Records from a dataset
:::::

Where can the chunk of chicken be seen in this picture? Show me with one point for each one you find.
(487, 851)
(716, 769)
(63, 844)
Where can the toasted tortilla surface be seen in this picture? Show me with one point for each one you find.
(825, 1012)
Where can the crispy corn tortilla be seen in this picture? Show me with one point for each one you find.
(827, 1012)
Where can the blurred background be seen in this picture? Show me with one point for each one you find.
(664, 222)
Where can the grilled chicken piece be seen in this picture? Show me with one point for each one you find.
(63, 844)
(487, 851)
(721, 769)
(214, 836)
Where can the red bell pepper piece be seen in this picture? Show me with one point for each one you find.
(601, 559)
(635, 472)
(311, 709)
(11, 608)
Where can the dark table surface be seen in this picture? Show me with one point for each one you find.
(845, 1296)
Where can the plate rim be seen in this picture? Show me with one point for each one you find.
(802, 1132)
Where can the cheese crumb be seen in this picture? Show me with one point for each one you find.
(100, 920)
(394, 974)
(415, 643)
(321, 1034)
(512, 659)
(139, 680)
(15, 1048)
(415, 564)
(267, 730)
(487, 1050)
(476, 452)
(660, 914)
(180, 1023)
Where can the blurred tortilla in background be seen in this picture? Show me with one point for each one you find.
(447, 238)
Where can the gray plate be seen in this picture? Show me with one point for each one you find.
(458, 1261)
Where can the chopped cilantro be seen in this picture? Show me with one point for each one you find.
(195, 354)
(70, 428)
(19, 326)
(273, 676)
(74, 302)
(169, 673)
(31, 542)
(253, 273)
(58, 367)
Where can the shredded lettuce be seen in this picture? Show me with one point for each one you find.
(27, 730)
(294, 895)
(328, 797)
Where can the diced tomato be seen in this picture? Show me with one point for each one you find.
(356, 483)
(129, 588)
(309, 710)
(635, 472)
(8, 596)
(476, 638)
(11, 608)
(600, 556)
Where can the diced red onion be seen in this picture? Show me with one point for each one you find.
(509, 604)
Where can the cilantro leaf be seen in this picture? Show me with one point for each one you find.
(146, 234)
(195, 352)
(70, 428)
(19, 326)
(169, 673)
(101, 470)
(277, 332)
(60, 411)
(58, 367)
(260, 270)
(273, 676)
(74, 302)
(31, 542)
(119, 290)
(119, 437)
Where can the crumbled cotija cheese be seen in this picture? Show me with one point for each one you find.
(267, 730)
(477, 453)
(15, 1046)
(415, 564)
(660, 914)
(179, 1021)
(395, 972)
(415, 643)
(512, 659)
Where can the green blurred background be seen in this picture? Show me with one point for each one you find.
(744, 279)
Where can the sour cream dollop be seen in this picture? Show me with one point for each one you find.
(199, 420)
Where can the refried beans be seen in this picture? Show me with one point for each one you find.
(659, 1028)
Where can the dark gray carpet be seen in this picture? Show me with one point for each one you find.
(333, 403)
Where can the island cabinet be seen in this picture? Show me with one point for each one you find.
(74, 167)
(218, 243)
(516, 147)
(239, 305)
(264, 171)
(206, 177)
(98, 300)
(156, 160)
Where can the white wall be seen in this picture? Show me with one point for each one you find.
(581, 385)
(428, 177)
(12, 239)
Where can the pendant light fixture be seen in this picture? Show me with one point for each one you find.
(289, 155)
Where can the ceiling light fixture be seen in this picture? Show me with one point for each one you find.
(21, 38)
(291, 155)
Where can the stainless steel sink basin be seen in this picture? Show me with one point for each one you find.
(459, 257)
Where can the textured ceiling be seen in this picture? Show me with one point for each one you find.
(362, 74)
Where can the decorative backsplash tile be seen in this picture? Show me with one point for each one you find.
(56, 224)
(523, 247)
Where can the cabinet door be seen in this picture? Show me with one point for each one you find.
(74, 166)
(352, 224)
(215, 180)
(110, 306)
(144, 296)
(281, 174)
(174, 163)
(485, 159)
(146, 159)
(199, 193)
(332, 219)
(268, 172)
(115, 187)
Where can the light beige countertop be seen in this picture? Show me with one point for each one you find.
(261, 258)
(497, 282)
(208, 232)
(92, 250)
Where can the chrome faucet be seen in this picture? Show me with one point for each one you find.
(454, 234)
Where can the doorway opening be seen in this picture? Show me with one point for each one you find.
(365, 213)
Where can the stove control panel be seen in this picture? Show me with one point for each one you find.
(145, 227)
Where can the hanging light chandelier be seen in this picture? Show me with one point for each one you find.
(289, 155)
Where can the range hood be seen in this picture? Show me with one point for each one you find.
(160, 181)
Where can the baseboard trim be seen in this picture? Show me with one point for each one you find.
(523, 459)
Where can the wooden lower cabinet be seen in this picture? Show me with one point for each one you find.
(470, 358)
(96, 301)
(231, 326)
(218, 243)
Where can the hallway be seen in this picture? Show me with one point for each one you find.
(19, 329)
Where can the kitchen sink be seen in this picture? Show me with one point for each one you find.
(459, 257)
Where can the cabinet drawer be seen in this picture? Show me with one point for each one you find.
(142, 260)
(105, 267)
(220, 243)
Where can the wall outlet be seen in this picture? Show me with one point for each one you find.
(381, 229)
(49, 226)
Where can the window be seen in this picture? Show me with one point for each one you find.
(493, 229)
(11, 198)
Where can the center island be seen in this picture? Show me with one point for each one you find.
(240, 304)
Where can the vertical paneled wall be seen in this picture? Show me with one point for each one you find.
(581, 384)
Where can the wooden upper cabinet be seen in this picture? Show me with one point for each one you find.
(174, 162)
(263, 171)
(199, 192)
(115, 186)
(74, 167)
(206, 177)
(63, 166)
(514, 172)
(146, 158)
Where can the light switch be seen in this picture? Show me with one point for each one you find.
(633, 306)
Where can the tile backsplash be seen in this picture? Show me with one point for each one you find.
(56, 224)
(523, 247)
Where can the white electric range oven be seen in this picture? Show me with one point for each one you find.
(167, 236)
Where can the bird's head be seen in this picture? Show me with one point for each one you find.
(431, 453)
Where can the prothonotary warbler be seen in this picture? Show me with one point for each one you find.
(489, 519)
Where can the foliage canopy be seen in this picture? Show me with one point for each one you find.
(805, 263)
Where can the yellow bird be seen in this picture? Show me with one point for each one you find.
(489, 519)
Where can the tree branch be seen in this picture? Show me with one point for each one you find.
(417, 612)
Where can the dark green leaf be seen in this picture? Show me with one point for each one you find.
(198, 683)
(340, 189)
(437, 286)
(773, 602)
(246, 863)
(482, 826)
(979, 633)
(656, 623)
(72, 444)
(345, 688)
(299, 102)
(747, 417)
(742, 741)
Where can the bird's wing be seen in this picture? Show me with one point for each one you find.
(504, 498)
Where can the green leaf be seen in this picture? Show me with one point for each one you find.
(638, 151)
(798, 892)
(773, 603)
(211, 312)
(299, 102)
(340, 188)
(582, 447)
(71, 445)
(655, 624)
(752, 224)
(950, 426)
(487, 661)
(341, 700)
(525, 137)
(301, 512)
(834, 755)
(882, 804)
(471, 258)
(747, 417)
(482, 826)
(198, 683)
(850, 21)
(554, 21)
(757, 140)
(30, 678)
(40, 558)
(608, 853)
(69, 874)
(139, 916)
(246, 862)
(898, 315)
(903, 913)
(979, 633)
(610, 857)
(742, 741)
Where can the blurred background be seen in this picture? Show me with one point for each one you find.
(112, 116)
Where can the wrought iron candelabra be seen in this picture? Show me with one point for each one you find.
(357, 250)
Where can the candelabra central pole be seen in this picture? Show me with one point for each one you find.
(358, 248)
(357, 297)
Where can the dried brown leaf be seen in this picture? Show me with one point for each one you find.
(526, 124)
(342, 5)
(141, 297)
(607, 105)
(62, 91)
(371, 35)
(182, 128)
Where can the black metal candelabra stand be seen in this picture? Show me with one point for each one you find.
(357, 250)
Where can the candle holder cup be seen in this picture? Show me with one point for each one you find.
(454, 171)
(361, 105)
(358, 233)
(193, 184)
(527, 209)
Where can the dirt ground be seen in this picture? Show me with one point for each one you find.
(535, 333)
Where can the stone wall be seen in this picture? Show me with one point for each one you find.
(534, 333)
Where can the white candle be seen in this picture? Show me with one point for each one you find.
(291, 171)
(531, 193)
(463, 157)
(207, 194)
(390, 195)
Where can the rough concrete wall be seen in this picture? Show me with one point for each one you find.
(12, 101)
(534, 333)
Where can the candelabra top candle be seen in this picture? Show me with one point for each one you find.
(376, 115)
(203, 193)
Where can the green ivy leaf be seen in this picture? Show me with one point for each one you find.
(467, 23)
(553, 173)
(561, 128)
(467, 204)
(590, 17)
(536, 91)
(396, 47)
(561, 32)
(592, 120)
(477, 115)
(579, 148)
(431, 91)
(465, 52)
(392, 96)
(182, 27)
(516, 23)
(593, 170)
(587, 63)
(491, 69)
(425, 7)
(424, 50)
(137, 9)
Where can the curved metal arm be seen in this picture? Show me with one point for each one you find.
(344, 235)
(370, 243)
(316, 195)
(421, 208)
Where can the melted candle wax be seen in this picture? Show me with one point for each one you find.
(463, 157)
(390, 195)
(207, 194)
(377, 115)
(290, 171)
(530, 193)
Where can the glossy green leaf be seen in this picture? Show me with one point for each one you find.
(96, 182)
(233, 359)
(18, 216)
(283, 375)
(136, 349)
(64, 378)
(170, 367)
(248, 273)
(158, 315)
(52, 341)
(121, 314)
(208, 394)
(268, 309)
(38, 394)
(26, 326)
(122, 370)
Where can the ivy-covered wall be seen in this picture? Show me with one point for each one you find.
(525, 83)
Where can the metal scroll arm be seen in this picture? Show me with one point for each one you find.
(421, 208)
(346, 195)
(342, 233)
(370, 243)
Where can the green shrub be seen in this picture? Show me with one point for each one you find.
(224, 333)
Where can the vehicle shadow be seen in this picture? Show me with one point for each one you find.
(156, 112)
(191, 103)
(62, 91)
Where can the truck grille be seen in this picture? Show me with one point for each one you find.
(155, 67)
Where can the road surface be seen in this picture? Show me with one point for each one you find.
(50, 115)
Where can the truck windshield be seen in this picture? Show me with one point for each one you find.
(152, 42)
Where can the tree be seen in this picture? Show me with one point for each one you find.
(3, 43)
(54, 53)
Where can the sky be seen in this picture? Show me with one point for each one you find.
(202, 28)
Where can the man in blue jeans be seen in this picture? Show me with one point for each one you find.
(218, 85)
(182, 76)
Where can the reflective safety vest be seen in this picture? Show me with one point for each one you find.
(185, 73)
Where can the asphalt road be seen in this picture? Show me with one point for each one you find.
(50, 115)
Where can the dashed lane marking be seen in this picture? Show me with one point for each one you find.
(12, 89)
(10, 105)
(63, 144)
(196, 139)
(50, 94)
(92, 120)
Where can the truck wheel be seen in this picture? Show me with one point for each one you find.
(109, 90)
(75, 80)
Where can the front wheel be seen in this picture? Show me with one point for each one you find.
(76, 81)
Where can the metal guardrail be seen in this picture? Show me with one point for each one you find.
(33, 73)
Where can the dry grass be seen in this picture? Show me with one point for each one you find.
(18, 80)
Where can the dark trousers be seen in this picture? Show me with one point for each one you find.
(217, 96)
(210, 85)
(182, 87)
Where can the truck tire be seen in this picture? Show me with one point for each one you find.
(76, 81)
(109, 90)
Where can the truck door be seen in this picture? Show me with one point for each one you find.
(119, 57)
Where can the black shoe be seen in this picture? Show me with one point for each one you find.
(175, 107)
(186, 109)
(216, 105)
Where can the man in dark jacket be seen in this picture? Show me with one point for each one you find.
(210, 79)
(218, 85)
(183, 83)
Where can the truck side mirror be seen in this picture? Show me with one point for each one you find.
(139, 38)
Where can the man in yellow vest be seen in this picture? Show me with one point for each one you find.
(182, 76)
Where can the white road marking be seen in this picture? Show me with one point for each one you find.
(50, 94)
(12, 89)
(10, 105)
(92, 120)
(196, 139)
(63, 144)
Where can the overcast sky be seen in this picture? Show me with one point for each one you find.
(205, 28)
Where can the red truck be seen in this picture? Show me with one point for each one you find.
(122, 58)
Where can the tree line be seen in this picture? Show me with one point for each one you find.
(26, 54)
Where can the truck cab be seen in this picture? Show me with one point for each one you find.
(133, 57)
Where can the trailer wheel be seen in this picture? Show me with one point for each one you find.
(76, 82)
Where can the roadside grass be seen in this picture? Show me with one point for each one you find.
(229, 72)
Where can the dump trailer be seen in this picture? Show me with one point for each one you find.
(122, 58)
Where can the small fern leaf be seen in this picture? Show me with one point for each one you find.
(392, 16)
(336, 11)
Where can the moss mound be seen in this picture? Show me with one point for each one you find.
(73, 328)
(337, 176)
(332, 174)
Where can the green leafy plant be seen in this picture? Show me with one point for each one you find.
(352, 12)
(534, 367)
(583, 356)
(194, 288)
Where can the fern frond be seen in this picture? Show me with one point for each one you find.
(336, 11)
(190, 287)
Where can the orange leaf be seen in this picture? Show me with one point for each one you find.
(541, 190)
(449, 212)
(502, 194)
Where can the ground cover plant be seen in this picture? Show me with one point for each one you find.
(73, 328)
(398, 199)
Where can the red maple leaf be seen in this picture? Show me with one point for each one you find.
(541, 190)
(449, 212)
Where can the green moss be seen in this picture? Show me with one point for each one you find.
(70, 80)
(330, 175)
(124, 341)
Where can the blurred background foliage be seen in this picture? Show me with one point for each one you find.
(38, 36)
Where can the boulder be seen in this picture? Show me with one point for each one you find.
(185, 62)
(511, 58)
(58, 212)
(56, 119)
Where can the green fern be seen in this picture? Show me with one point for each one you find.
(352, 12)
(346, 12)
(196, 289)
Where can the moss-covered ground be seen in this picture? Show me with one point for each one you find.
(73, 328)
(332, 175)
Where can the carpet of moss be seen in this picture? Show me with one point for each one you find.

:::::

Exercise goal ▸
Beginning with the line that contains "Where can the blurred background foliage", repeat every line through the end of the records and nothing more.

Exercise output ▸
Where can the blurred background foliage be seen in this picture? Show me with one point for each one you find.
(38, 36)
Where can the boulder be seen in this picture? Show me with one point for each one you find.
(185, 62)
(511, 58)
(58, 212)
(56, 119)
Where can the green fern be seen in this picture? Show me with one point for each one you find.
(352, 12)
(346, 12)
(196, 289)
Where can the moss-covered ground be seen in this picture? Show me with one point for each one you find.
(73, 328)
(332, 175)
Where can the carpet of moss be seen in this picture? Show me with one point for each one you find.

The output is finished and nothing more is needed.